Passage shown:
The third gate output enable signal GOE3 is held at a high logic
voltage like the second period signal T2 during a period of time
ranging from a start of the first sub-frame period SF1 to an end of
the second sub-frame period SF2. The fourth gate output enable
signal GOE4 is held at a high logic voltage like the second period
signal T2 during a period of time ranging from a start of the
second sub-frame period SF2 to an end of the third sub-frame period
SF3. Accordingly, during the second sub-frame period SF2, the third
block BL3 is held at the black gray scale voltage charged during
the fifth sub-frame period SF5 of the (N-1)-th frame period
depending on the third gate output enable signal GOE3. The fourth
block BL4 is held at the black gray scale voltage charged during
the first sub-frame period SF1 depending on the fourth gate output
enable signal GOE4. While the fifth block BL5 is scanned by the
gate pulses overlapping each other every the N lines depending on
the second pulse P2 of the gate start pulse GSP and the third
period signal T3 of the fifth gate output enable signal GOE5, the
data drive ICs charge the black gray scale voltage to the fifth
block BL5. Accordingly, during the second sub-frame period SF2, the
first and second blocks BL1 and BL2 operate as a data write block
charged to or held at the data voltage, and the third to fifth
blocks BL3 to BL5 operate as a black write block charged to or held
at the black gray scale voltage.

Exercise task 1:
Decide whether each statement agrees with the passage on gate output enable signals. Answer yes or no for each, and quote the deciding words of the passage.
(a) The fourth gate output enable signal GOE4 stays at a high logic voltage from the start of the second sub-frame period SF2 to the end of the third sub-frame period SF3.
(b) During the second sub-frame period SF2, the first and second blocks BL1 and BL2 operate as a black write block.
(c) The fourth block BL4 is held at the black gray scale voltage charged during the fifth sub-frame period SF5 of the (N-1)-th frame period.

Stored data:
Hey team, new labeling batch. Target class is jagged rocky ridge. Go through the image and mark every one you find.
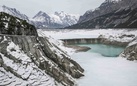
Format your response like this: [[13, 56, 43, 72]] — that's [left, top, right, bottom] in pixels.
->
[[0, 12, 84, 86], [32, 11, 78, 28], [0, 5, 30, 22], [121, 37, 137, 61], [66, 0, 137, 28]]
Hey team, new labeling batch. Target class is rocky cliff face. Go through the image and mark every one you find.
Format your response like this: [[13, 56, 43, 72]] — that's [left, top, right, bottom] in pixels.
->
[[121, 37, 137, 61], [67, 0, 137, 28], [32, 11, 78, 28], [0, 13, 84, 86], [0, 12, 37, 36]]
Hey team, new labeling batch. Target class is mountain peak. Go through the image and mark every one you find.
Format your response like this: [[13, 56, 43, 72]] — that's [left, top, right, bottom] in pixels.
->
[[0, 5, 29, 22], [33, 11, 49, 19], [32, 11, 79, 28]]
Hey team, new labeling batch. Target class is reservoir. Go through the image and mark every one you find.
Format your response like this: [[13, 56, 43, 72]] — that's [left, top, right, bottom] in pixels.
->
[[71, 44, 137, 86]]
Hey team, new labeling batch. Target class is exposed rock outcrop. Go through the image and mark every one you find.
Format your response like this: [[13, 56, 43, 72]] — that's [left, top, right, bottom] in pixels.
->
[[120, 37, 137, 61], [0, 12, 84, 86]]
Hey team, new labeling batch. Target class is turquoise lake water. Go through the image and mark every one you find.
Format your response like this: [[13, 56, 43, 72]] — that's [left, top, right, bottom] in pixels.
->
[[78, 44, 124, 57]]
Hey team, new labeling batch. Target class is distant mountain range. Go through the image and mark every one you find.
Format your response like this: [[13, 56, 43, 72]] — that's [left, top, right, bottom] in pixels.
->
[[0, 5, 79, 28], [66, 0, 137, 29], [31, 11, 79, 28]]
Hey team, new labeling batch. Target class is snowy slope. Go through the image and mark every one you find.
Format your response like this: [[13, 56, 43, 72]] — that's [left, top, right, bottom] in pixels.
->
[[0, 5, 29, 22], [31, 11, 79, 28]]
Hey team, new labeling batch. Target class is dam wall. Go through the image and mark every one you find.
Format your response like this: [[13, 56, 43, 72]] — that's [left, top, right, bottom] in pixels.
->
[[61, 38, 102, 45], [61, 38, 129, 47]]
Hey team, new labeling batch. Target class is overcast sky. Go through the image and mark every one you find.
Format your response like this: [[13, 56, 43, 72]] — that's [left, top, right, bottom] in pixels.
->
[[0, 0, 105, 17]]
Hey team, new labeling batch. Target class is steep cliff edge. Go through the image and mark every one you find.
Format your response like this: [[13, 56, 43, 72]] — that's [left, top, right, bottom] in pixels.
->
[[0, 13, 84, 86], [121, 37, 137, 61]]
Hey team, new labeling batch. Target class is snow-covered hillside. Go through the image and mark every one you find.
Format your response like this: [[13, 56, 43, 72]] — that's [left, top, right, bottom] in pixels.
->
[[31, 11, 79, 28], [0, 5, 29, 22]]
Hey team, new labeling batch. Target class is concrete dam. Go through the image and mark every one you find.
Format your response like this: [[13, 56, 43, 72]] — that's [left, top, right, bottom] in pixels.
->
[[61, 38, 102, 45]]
...
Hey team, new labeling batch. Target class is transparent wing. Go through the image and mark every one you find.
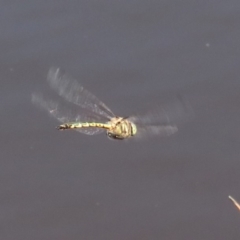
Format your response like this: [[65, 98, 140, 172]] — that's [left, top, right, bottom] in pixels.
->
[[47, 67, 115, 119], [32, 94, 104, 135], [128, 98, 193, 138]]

Exercise task 2: Pick out each line of the records that contains the string "cliff", and copy those lines.

Complete response 1:
(a) Yes: "The fourth gate output enable signal GOE4 is held at a high logic voltage like the second period signal T2 during a period of time ranging from a start of the second sub-frame period SF2 to an end of the third sub-frame period SF3."
(b) No: "the first and second blocks BL1 and BL2 operate as a data write block"
(c) No: "The fourth block BL4 is held at the black gray scale voltage charged during the first sub-frame period SF1"

Complete response 2:
Hey team, new labeling batch. Target class is rocky cliff face. Go through the image and mark every one you find.
Hey team, new labeling batch. Target class is steep cliff edge. Go through the image and mark every one you find.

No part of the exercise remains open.